TASK TO CARRY OUT: Copy the post about classroom center time word for word, from its title to its final sentence.
───── TEXT TO READ
Center Survival!

Hi, Cathy again, from The W.I.S.E. Owl.  I need you to answer a few questions before I begin.

1.  What is your favorite time of the day?
2.  What is the most crucial time of the day for independent learning?
3.  What is the easiest part of your weekly lesson plans?
4.  What needs to be based on routine, routine, routine?



OK...by now you know the answer to all of these should be center time.  If it isn't, I hope to convince you to change your mind about centers.  If it is, I hope I can give you at least one new idea to think about and maybe even implement.

I cannot emphasize enough the key to centers is routine. From Day 1.  No excuses.

This is so very important...your room has to lend itself to independence.  The more independence your child has, the better centers will be.  The set-up of your room and materials cannot be overlooked.  When teachers and I work together to make centers work in their rooms, we make sure center areas are clear.  Each center has a table or group of desks and a designated shelf.  To make sure everyone knows about the center areas, signs are hung from the ceiling.  These signs are universal in the room, as they will be on the shelves, the bucket for materials, and the center board for self-directed centers.  Students know where to get and return materials and where the center rotation takes them.
──────────
───── GIVEN ENTRIES
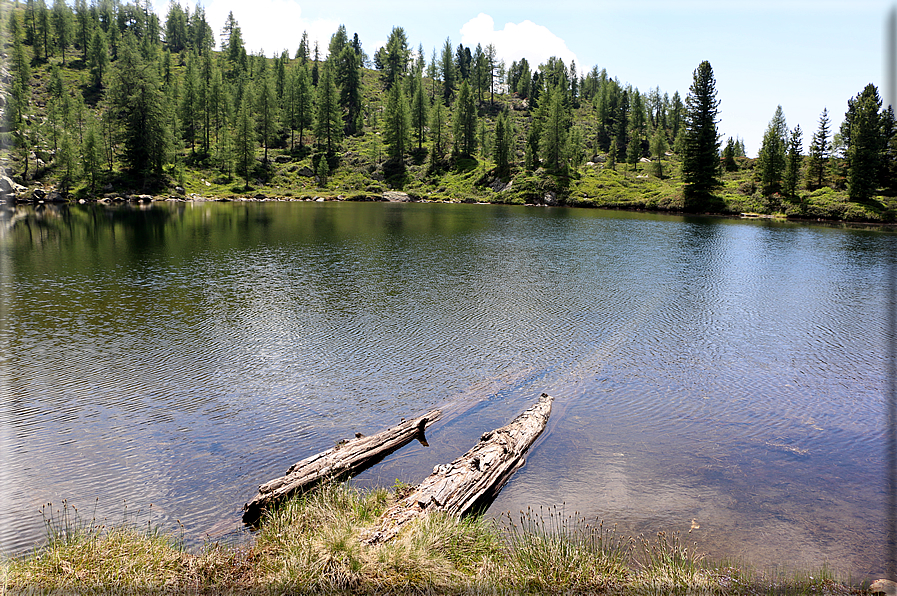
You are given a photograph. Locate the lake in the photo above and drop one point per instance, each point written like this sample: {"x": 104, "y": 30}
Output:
{"x": 717, "y": 377}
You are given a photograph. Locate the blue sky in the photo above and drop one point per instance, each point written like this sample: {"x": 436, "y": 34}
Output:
{"x": 804, "y": 55}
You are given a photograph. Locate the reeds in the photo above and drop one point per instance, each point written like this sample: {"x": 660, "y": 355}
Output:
{"x": 313, "y": 544}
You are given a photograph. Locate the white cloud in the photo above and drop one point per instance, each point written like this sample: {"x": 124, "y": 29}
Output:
{"x": 268, "y": 25}
{"x": 517, "y": 40}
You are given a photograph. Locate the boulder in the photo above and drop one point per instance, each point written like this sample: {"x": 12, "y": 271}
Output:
{"x": 9, "y": 188}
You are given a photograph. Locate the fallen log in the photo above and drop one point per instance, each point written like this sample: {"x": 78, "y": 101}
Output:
{"x": 346, "y": 459}
{"x": 472, "y": 480}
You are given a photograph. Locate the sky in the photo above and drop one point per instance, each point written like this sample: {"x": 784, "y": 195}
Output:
{"x": 804, "y": 55}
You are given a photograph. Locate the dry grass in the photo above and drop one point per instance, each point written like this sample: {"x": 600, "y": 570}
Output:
{"x": 312, "y": 544}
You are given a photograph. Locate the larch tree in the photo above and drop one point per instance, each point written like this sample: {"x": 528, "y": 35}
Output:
{"x": 862, "y": 134}
{"x": 771, "y": 157}
{"x": 419, "y": 111}
{"x": 700, "y": 159}
{"x": 329, "y": 121}
{"x": 818, "y": 153}
{"x": 793, "y": 163}
{"x": 465, "y": 122}
{"x": 397, "y": 125}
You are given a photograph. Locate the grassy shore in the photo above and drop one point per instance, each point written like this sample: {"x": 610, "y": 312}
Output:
{"x": 313, "y": 544}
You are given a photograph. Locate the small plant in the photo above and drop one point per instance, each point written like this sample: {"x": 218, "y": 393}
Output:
{"x": 551, "y": 549}
{"x": 669, "y": 563}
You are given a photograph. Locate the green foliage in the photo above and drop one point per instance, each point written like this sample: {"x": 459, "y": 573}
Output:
{"x": 465, "y": 122}
{"x": 700, "y": 161}
{"x": 329, "y": 121}
{"x": 140, "y": 108}
{"x": 419, "y": 111}
{"x": 862, "y": 132}
{"x": 397, "y": 125}
{"x": 793, "y": 163}
{"x": 818, "y": 153}
{"x": 553, "y": 144}
{"x": 771, "y": 158}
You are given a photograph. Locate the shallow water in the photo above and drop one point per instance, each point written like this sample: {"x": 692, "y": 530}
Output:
{"x": 712, "y": 372}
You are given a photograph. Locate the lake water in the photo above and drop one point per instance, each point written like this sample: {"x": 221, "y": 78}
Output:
{"x": 161, "y": 362}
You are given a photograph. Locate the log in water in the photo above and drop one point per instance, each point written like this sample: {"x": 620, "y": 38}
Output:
{"x": 471, "y": 481}
{"x": 346, "y": 459}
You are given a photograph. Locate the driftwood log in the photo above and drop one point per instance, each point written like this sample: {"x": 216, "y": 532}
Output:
{"x": 346, "y": 459}
{"x": 472, "y": 480}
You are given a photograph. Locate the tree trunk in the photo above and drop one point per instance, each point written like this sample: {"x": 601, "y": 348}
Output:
{"x": 472, "y": 481}
{"x": 344, "y": 460}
──────────
EXPECTED OUTPUT:
Center Survival!

Hi, Cathy again, from The W.I.S.E. Owl.  I need you to answer a few questions before I begin.

1.  What is your favorite time of the day?
2.  What is the most crucial time of the day for independent learning?
3.  What is the easiest part of your weekly lesson plans?
4.  What needs to be based on routine, routine, routine?



OK...by now you know the answer to all of these should be center time.  If it isn't, I hope to convince you to change your mind about centers.  If it is, I hope I can give you at least one new idea to think about and maybe even implement.

I cannot emphasize enough the key to centers is routine. From Day 1.  No excuses.

This is so very important...your room has to lend itself to independence.  The more independence your child has, the better centers will be.  The set-up of your room and materials cannot be overlooked.  When teachers and I work together to make centers work in their rooms, we make sure center areas are clear.  Each center has a table or group of desks and a designated shelf.  To make sure everyone knows about the center areas, signs are hung from the ceiling.  These signs are universal in the room, as they will be on the shelves, the bucket for materials, and the center board for self-directed centers.  Students know where to get and return materials and where the center rotation takes them.